**Problem details**
Which lines of the entries below hold the word "hedge"? Report each of them.

Top of Information supplied

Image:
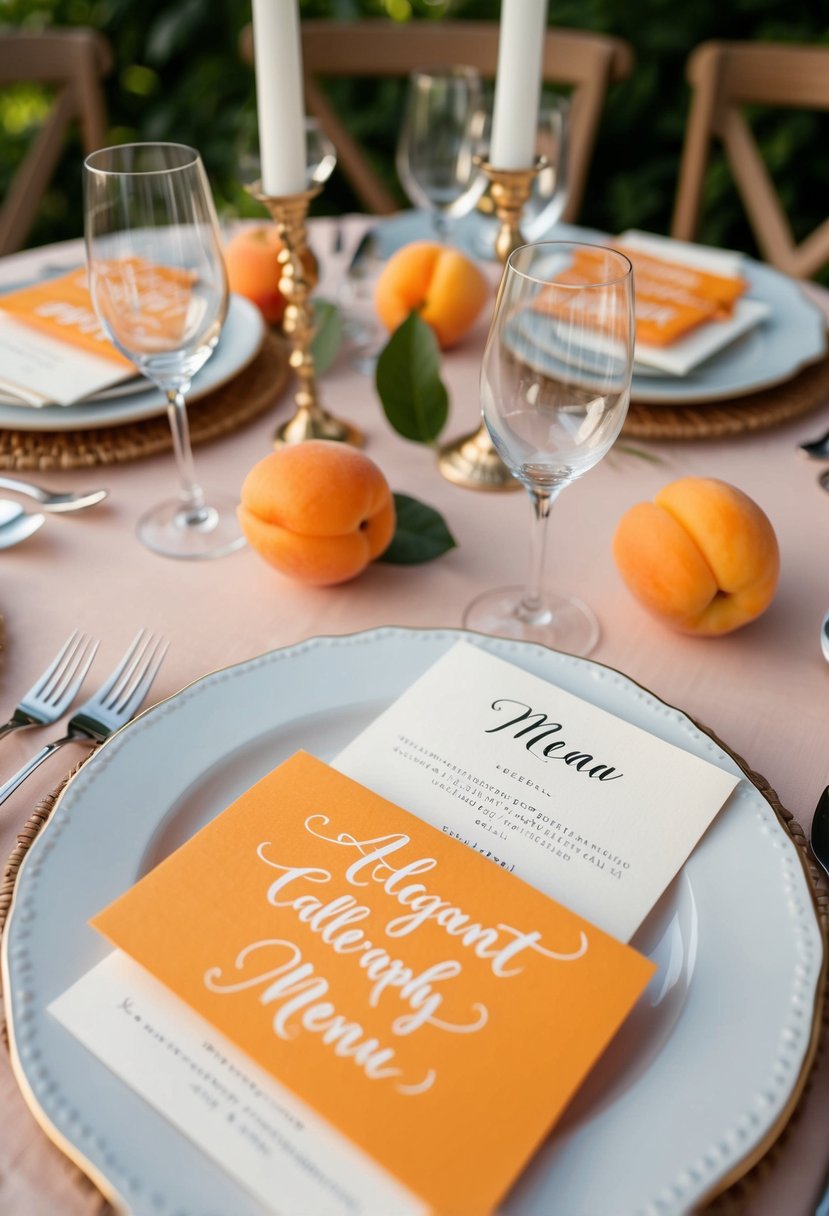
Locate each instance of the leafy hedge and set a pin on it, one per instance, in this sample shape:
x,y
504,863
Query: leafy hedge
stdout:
x,y
179,76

Bottom of Information supplied

**Response below**
Locate each instance of the leafy hedge and set a pin on it, one per instance, in this sample shape:
Query: leafy hedge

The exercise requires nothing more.